==== Reading passage ====

A Nerf Blaster or Nerf Gun is a toy gun made by Hasbro that fires foam darts, arrows, discs, or foam balls. “Nerf blaster” or more commonly “Nerf gun” are often used to describe the toy. Nerf blasters are manufactured in multiple forms; the first Nerf blasters emerged in the late 1980s with the release of the Nerf Blast-a-Ball (1989) and the Sharpshooter (1992). Today, Hasbro has produced over twenty unique lines of Nerf-brand blasters, with each line centered on a particular theme or type of ammunition. Hasbro has also produced Nerf blasters based on specific franchises, including Marvel Comics, Star Wars, G.I. Joe, Fortnite, Transformers, Overwatch, Halo Infinite, Roblox and Minecraft. Nerf blasters are available in several international marketplaces, although some blasters have their names changed or are not sold in certain countries due to laws surrounding toy safety franchises.

Most Nerf brands are packaged with a set of the ammunition it fires, and ammunition refills are sold separately online and in stores at greater quantities. Some blasters can also be customized with special-made attachments, which are either included with the blaster or sold separately. Many non-Nerf brand blasters are also cross-compatible with Nerf brand darts and magazines in order to take advantage of the name-brand's existing ecosystem.

==== Data shown ====

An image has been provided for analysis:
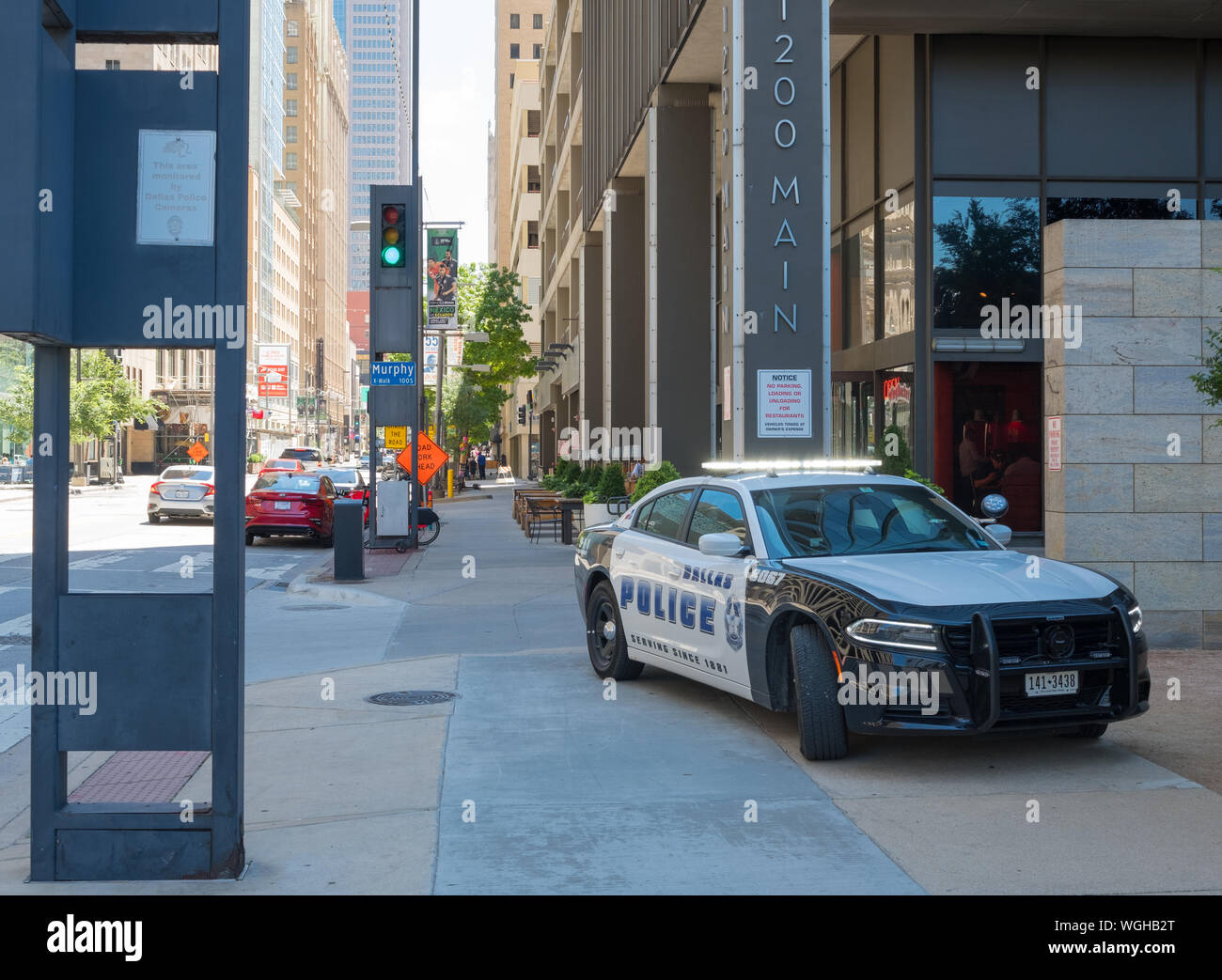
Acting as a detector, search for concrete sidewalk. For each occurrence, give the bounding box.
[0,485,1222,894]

====
==== Data shown ====

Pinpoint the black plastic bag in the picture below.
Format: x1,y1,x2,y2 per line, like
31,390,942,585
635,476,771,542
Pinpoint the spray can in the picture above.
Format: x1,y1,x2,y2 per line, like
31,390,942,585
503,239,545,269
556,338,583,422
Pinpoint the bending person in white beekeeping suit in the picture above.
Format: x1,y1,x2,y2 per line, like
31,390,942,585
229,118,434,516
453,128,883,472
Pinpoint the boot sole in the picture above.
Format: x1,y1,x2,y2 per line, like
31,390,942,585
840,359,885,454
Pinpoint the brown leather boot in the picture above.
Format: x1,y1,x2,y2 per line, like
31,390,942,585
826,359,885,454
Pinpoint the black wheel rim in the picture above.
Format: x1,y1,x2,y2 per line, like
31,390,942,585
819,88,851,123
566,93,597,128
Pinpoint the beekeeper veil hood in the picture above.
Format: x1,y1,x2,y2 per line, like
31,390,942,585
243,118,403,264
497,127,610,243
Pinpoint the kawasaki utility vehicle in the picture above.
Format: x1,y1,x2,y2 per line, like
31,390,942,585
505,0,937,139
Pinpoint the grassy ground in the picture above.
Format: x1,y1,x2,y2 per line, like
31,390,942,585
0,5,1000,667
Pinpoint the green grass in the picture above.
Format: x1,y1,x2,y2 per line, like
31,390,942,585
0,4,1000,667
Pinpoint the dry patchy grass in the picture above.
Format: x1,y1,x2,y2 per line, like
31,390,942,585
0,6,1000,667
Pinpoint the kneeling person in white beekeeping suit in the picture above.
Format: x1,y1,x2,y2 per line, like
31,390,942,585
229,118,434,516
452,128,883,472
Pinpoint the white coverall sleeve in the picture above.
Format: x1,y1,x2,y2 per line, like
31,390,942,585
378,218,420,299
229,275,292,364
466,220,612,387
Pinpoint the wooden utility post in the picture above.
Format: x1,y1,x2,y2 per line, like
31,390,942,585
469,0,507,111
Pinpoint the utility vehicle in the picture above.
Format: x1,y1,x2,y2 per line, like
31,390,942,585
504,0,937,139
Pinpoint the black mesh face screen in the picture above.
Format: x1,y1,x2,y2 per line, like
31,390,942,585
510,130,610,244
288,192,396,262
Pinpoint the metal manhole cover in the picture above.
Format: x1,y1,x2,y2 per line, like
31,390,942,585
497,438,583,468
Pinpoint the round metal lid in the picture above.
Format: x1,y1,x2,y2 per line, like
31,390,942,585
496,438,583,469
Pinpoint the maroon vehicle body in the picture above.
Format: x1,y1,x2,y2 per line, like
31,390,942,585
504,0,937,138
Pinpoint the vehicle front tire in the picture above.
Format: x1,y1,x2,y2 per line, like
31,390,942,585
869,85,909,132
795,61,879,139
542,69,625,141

====

- [Exercise description]
According to the passage on Nerf blasters, which two releases marked the emergence of the first Nerf blasters?

- [Exercise answer]
The Nerf Blast-a-Ball (1989) and the Sharpshooter (1992).